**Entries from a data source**
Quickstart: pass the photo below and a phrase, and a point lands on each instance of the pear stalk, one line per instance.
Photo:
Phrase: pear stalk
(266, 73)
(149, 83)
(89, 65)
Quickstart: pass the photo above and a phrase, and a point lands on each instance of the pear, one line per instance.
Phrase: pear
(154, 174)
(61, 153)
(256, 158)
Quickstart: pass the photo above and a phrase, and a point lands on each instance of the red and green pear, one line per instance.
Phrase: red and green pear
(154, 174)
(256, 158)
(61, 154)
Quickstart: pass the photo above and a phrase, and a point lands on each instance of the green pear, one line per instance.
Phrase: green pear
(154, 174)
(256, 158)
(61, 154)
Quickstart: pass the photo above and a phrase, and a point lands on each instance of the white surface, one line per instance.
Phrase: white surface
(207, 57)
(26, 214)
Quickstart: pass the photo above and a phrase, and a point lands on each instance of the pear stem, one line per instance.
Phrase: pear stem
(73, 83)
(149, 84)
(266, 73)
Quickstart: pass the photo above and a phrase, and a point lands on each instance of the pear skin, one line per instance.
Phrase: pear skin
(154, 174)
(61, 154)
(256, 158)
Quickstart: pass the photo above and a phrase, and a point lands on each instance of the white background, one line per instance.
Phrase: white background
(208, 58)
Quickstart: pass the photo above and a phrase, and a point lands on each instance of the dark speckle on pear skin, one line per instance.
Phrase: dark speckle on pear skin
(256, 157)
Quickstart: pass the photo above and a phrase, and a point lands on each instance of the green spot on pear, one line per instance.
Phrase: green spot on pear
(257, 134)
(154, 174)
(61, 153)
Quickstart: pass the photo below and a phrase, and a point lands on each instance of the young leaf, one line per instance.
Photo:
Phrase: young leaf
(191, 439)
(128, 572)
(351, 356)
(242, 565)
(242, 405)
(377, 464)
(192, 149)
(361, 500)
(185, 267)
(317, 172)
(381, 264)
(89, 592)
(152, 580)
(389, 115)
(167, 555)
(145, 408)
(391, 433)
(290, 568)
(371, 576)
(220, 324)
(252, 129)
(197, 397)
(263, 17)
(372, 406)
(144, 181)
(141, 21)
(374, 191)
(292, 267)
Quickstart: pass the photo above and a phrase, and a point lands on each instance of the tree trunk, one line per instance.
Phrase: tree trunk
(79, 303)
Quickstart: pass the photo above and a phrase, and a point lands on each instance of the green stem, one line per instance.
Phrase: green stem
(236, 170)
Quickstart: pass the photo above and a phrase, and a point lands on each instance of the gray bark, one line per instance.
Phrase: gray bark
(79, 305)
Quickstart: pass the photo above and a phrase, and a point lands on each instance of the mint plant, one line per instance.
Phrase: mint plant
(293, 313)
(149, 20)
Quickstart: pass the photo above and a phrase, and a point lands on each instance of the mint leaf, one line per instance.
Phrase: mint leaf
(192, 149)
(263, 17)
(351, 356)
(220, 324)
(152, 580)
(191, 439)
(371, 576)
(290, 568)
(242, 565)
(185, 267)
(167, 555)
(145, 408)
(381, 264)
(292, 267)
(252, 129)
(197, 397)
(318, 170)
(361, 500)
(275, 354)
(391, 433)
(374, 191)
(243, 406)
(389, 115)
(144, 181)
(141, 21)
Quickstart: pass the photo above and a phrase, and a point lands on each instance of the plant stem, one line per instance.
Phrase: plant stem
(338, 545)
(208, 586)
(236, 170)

**Set task**
Reproduce all of the data above line by line, without changing a single character.

**Task result**
Quickstart: pass the photo below and a phrase, and a point lands on each instance of the pear stalk, one line per instance.
Photo:
Phrase: pear stalk
(266, 73)
(149, 83)
(89, 65)
Quickstart: pass the photo above and a phrase, and a point lands on each instance of the pear, one line per instance.
Phrase: pear
(154, 174)
(61, 153)
(256, 158)
Quickstart: pass the photo above and a phrase, and a point lands on each instance of the red and green pear, one line per instance.
Phrase: red and green pear
(154, 174)
(256, 158)
(61, 154)
Quickstart: pass the photo above and a phrase, and a point lands on each instance of the green pear, one line per instance.
Phrase: green pear
(154, 174)
(256, 158)
(61, 154)
Quickstart: pass the photo above and a phrase, and a point lands on each instance of the white surface, one line per instance.
Phrase: white surface
(207, 57)
(26, 214)
Quickstart: pass the photo above and a phrase, and a point lands on each instance of the pear stem, one line per instance.
Phrase: pear stem
(73, 83)
(149, 84)
(266, 73)
Quickstart: pass the photo above and a phrase, and a point lands on each instance of the pear skin, one line per instance.
Phrase: pear skin
(154, 174)
(61, 154)
(256, 158)
Quickstart: pass the photo above and a phrase, and a point lands on each instance of the white background, one line per instance.
Phrase: white background
(208, 58)
Quickstart: pass the photo above and a phrase, and a point lands on each instance of the dark speckle on pear skin, one line per instance.
Phrase: dark speckle on pear skin
(256, 157)
Quickstart: pass the photo above and a phrase, and a point lands on each instance of the green spot on pear, one line per instance.
Phrase: green spot on pear
(257, 134)
(154, 174)
(61, 153)
Quickstart: pass the photo below and a phrase, and a point lands on each instance of the young leaf, one line per instance.
Photo:
Phrase: young leaf
(191, 439)
(128, 572)
(351, 356)
(242, 565)
(242, 405)
(377, 464)
(192, 149)
(361, 500)
(185, 267)
(317, 172)
(381, 264)
(89, 592)
(152, 580)
(389, 115)
(167, 555)
(145, 408)
(391, 433)
(290, 568)
(371, 576)
(220, 324)
(252, 129)
(197, 397)
(263, 17)
(372, 406)
(144, 181)
(141, 21)
(374, 191)
(292, 267)
Quickstart: pass the photo above and a phrase, and a point lands on each instance of the tree trunk, one line per instance.
Phrase: tree trunk
(79, 303)
Quickstart: pass the photo above and a phrase, and a point lands on each instance of the green stem, one line per instance.
Phrase: green stem
(236, 170)
Quickstart: pass the photo above and a phrase, and a point lands on each instance of the gray bark, one line per instance.
Phrase: gray bark
(79, 305)
Quickstart: pass the photo above and a phrase, and a point lands on each instance of the mint plant, one line per instance.
Phrase: mint plant
(293, 313)
(149, 20)
Quickstart: pass the photo above and a phrase, and a point lands on each instance of the mint leaf, one line per instance.
Phrase: mint leaf
(192, 149)
(263, 17)
(351, 356)
(220, 324)
(152, 580)
(191, 439)
(371, 576)
(290, 568)
(242, 565)
(185, 267)
(167, 555)
(145, 408)
(381, 264)
(292, 267)
(252, 129)
(197, 397)
(318, 170)
(361, 500)
(275, 354)
(391, 433)
(374, 191)
(243, 406)
(389, 115)
(144, 181)
(141, 21)
Quickstart: pass the photo above and a phrase, and a point lands on each instance of the plant stem, one line per instance.
Phrase: plant stem
(338, 545)
(208, 586)
(236, 170)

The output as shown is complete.